## What the task asks
Retype the data below without altering anything.

(Beginning of Available records)

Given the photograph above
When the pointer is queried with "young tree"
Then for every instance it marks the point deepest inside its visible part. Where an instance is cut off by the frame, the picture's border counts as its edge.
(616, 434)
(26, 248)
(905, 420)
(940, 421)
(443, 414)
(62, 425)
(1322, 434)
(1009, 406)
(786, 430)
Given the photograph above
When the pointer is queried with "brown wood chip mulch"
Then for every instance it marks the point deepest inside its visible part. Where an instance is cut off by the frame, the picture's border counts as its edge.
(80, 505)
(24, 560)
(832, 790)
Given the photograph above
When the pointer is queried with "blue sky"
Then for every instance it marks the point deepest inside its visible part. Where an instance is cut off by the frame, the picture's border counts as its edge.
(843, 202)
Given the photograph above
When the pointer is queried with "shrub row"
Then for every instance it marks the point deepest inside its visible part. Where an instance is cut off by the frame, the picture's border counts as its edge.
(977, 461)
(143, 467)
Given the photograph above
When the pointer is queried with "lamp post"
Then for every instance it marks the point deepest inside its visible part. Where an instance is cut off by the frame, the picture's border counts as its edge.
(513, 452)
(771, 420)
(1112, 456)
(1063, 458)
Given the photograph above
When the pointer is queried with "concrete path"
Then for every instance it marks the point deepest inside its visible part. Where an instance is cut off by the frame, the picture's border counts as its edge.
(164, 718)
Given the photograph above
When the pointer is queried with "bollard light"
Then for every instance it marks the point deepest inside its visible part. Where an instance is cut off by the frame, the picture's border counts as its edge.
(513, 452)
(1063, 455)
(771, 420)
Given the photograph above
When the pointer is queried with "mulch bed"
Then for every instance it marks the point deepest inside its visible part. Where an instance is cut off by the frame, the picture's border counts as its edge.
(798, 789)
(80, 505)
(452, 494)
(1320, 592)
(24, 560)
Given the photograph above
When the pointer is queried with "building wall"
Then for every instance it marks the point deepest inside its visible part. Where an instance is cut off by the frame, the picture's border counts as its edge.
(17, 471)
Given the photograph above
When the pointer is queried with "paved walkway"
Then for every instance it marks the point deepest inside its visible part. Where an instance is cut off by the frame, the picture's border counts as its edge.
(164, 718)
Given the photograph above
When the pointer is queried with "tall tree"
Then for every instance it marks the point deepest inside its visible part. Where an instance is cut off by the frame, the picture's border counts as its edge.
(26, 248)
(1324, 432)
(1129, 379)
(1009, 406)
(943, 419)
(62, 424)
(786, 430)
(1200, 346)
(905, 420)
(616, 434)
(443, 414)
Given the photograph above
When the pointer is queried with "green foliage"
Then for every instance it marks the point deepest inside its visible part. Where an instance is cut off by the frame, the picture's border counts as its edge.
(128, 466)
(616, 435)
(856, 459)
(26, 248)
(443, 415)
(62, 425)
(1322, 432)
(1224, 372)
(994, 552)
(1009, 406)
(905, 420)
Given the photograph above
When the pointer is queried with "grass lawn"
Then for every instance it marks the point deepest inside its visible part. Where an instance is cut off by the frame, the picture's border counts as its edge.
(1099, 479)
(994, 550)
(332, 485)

(End of Available records)

## Answer section
Given the photograph above
When the pointer is queried with "young tree"
Then for every instance it marks the point deepest inside its visible part. Where an instance is cut off by the frame, the picture's border counts as its edge.
(616, 434)
(26, 248)
(905, 420)
(940, 421)
(443, 414)
(62, 425)
(1322, 434)
(1009, 406)
(786, 430)
Given the photograph above
When the pointer is queried with "brown wood chip mulch"
Then for every instance it marks the point deepest inside its visible part. Where an instance is cut off by the frame, the picture's border counts as its edge.
(80, 505)
(24, 560)
(832, 790)
Given the photograph above
When the pointer is queried with "blue sky"
Then for every instance it marks the point deepest inside its visible part. Where an instance is cut off by the frame, the picture's border counts as its edge.
(843, 202)
Given the photograph above
When the pointer is queried with "shrub row"
Then for every instance it marks the point deepest inside its visible part. Where an instance is cut off by the frame, the picture's border counts as its edge.
(977, 461)
(143, 467)
Given the photograph above
When the pointer is queried with "lamp post"
Then for every instance it marks the point deepest inside its visible part. Where an instance is cut off by the frame, the picture's border counts as its edge.
(513, 452)
(771, 420)
(1112, 456)
(1063, 458)
Given the photograph above
When the pointer is queried with "concrete path"
Then for every instance it marks the point deepest inside its visible part. Where an instance is cut off by the frame, the picture's border counts as its edge.
(164, 718)
Given the photograph above
When the pointer is queried with "bollard light"
Then for every instance it marks the point deepest inside its visible part. Where an instance is cut off by the frame, the picture's border counts as its edge.
(513, 452)
(1063, 455)
(771, 420)
Given the photograph above
When the pointer is queried with "mulch bed"
Then for every instance it marks the point deepest inside its visible part. Where an instance is cut off by the frame, the picture's border counts as its edge.
(798, 789)
(80, 505)
(452, 494)
(1320, 592)
(24, 560)
Given the photograph above
When the pointer is queried with "building wall"
Then for every instance it marks the point deepest inside its visible part. Where an instance is cut off by the frame, the picture's border counts as its edge.
(17, 471)
Given the photograph above
When the pointer is queried with "paved walkway"
Then for every instance it marks the point deepest inside its visible part. Where an instance is cut off by the frame, the picture's border counts as its edge.
(164, 718)
Given the photograph above
When the pointer is queried with "tall tree"
Then for every instance it marks the point deepest inside its visible part. Where an instance is cut off by the frame, the picture's border counts as its edge.
(26, 248)
(1324, 432)
(1129, 379)
(1009, 406)
(943, 419)
(62, 424)
(786, 430)
(1200, 346)
(905, 420)
(616, 434)
(443, 414)
Given the photograph above
When the pointer is queried with "green foliage"
Then for every instance it marks the point deepest inside its visible part. Where an instance is cut off by the frame, the picture's border counts as its edge.
(128, 466)
(616, 435)
(856, 459)
(26, 248)
(443, 415)
(62, 425)
(1322, 432)
(1224, 372)
(994, 552)
(1009, 406)
(905, 420)
Given the photograph above
When the pointer is queried with "grass lawn"
Then for every instance it marks the point deepest inside its visible part. Where an instance is cut off by the frame, the picture's border counts as its edge.
(1099, 479)
(994, 550)
(332, 485)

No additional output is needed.